(PROBLEM STATEMENT):
Lines holding the string "negative": copy each one from the listing below.

Top of RECORDS SHOWN

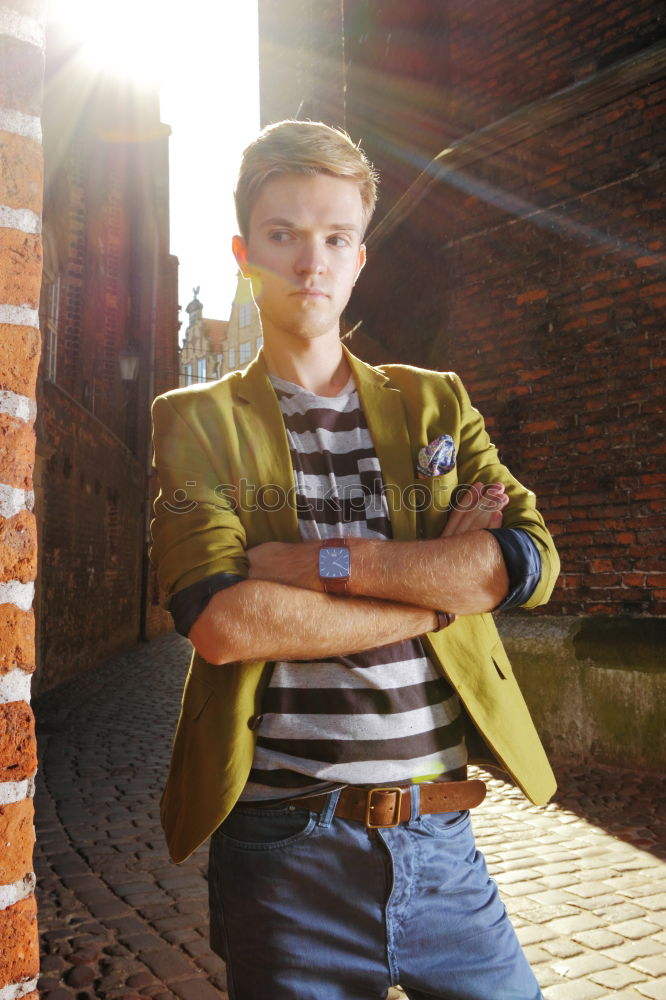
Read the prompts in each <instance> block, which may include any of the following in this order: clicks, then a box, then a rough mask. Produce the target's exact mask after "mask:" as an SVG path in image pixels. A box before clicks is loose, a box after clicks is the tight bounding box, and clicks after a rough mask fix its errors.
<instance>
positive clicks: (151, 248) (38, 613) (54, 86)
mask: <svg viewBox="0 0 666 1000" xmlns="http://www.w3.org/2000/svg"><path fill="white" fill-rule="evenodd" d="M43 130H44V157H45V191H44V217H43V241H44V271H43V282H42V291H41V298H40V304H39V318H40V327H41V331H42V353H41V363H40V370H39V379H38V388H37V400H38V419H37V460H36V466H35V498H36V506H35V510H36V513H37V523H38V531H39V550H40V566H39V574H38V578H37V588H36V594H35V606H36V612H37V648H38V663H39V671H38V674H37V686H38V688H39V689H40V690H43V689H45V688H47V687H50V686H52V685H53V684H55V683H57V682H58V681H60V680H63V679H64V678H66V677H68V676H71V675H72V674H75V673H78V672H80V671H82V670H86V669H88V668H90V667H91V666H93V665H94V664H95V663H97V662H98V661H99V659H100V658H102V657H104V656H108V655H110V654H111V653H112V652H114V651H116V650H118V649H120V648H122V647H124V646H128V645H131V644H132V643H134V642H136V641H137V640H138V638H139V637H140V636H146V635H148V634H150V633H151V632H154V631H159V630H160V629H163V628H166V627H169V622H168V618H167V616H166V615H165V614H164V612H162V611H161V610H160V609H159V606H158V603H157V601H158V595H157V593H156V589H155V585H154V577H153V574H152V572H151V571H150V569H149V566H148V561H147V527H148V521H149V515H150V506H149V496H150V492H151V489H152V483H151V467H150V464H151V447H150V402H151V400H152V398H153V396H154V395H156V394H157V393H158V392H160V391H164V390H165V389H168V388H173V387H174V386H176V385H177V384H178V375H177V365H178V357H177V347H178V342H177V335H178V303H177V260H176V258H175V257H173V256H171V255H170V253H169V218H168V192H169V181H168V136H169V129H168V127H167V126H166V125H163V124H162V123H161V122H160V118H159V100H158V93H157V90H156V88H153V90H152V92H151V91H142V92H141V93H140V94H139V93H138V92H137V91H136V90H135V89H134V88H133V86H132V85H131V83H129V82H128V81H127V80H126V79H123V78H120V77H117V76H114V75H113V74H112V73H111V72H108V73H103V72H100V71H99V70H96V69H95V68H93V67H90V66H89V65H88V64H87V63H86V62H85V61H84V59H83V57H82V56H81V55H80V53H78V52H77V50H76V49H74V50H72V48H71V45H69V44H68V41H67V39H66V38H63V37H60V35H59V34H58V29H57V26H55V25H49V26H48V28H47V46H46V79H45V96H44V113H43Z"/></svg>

Bottom of RECORDS SHOWN
Top of RECORDS SHOWN

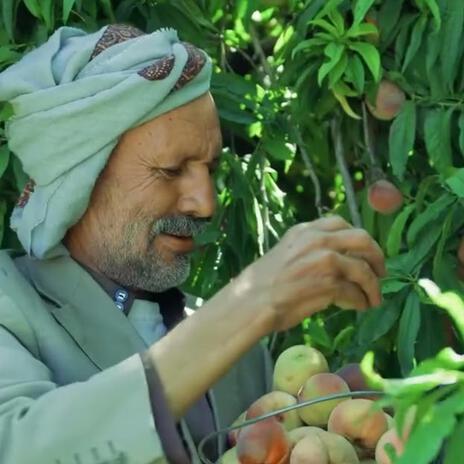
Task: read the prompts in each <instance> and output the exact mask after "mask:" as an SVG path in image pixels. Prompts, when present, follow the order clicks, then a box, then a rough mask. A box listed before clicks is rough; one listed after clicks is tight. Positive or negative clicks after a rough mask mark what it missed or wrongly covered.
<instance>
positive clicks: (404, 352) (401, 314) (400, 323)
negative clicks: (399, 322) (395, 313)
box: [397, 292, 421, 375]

Bottom of RECORDS SHOWN

(RESPONSE BELOW):
Task: read the prompts in each <instance> and output the exact mask after "mask:" as an SVG path in image pixels. Prompts, when present, follow the order clicks, then a box, then a rough mask. A box listed before clicks is rough; one listed after clicks is tight. Positive or negative clicks after a rough mask mark what it missed or wrongly covered.
negative clicks: (399, 322) (395, 313)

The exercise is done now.